Task to carry out
Convert the stretch from the start of the records through the line that contains "622L719 622L719 604L707" into a JSON list of strings, with one string per line and blank lines omitted.

Information supplied
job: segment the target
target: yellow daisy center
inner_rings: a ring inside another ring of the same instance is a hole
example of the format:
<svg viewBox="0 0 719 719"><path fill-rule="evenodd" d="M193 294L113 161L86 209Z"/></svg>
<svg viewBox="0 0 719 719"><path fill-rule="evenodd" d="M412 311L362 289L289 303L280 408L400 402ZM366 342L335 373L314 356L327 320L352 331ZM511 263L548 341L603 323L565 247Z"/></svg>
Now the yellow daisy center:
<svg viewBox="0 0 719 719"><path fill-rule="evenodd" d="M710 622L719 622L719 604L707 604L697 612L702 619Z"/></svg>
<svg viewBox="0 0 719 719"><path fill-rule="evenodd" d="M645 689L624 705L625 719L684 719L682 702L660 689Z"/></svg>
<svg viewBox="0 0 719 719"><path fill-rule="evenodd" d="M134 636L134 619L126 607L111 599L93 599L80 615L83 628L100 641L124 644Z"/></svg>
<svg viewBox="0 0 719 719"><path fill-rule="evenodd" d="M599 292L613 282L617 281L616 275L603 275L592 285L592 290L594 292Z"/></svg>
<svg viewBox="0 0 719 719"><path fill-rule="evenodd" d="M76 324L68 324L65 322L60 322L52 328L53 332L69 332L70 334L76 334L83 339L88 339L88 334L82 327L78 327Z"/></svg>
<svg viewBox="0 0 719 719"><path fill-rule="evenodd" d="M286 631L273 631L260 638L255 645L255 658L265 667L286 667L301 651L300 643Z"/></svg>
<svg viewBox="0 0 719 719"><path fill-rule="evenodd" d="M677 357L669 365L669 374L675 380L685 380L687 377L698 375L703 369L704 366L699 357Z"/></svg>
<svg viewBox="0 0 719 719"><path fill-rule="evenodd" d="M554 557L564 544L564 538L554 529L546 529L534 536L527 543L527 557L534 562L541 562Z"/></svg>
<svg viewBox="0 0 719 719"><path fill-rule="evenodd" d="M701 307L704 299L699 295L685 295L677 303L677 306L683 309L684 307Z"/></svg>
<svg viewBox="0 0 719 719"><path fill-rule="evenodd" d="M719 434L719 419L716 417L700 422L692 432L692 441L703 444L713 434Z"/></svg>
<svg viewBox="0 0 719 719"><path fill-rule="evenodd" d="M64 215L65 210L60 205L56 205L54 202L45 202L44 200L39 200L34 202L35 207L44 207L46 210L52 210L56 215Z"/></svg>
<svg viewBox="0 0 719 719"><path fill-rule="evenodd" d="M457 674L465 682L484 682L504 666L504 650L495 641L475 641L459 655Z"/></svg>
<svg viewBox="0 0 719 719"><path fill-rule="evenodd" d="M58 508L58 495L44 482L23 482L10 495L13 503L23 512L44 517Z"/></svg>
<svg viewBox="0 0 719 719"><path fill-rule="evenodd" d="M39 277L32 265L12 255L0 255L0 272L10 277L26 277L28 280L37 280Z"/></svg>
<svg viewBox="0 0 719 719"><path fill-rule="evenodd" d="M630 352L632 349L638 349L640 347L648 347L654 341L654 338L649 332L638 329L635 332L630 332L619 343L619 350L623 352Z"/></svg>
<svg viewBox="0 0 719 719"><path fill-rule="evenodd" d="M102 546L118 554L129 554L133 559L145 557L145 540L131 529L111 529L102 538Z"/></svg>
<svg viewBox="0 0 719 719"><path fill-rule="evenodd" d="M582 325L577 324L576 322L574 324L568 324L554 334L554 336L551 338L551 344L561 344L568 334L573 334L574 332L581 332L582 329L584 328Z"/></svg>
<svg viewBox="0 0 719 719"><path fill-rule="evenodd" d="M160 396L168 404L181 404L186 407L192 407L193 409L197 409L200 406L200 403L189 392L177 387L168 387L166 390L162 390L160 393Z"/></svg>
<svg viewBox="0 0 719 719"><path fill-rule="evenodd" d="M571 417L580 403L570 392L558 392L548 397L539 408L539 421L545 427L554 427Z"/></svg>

Exercise answer
[
  "job: segment the target",
  "target: yellow daisy center",
  "inner_rings: a ring inside another ring of the same instance is a hole",
  "example of the format:",
  "<svg viewBox=\"0 0 719 719\"><path fill-rule=\"evenodd\" d=\"M193 294L113 161L86 209Z\"/></svg>",
  "<svg viewBox=\"0 0 719 719\"><path fill-rule=\"evenodd\" d=\"M412 311L362 289L289 303L280 408L400 402ZM366 342L335 373L314 356L327 320L352 331ZM511 263L548 341L603 323L565 247Z\"/></svg>",
  "Now the yellow daisy center:",
  "<svg viewBox=\"0 0 719 719\"><path fill-rule=\"evenodd\" d=\"M710 622L719 622L719 604L707 604L697 612L702 619Z\"/></svg>"
]